The goal is an unaltered copy of the records below, minus any images.

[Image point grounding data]
# # #

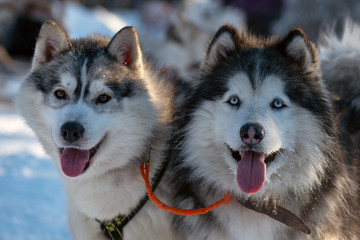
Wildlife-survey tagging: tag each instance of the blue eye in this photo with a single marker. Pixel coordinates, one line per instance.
(234, 101)
(278, 104)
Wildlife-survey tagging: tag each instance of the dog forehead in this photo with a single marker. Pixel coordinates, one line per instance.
(256, 87)
(68, 80)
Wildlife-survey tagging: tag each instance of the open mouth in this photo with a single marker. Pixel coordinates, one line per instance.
(268, 159)
(251, 172)
(76, 161)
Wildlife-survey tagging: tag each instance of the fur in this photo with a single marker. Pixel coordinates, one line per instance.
(122, 105)
(274, 83)
(340, 63)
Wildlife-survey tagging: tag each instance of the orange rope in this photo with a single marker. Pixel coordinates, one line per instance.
(144, 168)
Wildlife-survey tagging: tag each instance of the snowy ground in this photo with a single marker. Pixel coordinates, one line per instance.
(32, 197)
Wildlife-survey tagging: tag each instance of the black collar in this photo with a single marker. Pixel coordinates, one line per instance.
(280, 214)
(113, 229)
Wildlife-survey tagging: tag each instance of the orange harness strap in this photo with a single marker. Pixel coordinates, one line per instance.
(144, 168)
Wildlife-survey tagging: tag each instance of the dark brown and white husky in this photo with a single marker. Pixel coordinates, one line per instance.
(260, 125)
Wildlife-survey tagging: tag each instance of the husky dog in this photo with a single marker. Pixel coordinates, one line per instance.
(340, 63)
(97, 109)
(260, 126)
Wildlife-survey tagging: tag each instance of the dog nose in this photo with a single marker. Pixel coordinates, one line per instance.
(72, 131)
(252, 133)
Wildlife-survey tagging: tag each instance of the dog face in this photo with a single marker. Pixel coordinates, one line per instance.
(256, 115)
(87, 101)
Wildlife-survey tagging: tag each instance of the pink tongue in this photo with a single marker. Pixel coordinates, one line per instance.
(73, 161)
(251, 171)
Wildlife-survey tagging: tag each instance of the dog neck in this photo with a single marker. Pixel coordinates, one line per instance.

# # #

The answer »
Wildlife-survey tagging: tag each instance of the blue eye in this photo with a single marker. Pixel coordinates, one line per instance.
(234, 101)
(278, 104)
Wildlife-survey tagging: tag each instance of the dog forehead in this photo with a single marker. Pixel coordinates, one line per instance.
(256, 87)
(68, 80)
Wildlife-survey tagging: tag each instance of the open mouth in this photo with a single marker. Pixel coordinates, one line per instance.
(268, 159)
(251, 172)
(76, 161)
Wildlife-survey tagging: tag each instance of the fur in this photo with a single marker. Pixel coordinates, one line per instance.
(122, 105)
(274, 83)
(340, 63)
Wildlife-survey tagging: tag each instance of the orange rope in this photo with a single marker. Pixel coordinates, one line per instance.
(144, 168)
Wildlife-survey tagging: tag each instance of the snowy ground in this photo with a single marker. Pixel coordinates, one line per instance.
(32, 197)
Wildlife-survey tagging: tag each instance of the black collar in this photo with a single marker. Pixel coordinates, one line per instance.
(280, 214)
(113, 229)
Wildlife-survey tagging: tag each instance of the orange harness strap in this photo with a single marker. Pixel coordinates, one line per instance.
(144, 168)
Wildlife-survey tagging: tag each instance of the dark brown and white husky in this photo with a single marker. Pixel coordinates, one line per instance.
(260, 125)
Wildlife-survey tagging: tag each instance of the husky dog in this photo with a single marker. Pixel coordinates, one line per instance.
(340, 63)
(97, 109)
(260, 126)
Wildlife-survey tagging: tag each instance of the dog nose in this photo with a single marker. Pixel coordinates, one line per instance.
(72, 131)
(252, 133)
Wildlife-survey tagging: tag each instance of the dog face in this photo with a single marker. Pixel coordinates, one line per instance.
(256, 115)
(87, 101)
Wildlife-survey tagging: tag each instance of the pink tongue in this photo with a single marker. Pixel coordinates, one line per instance.
(73, 161)
(251, 171)
Wildlife-survey tagging: tag each instance of the dog neck in this photo with a single marker. Pixel coordinates, one line per instance.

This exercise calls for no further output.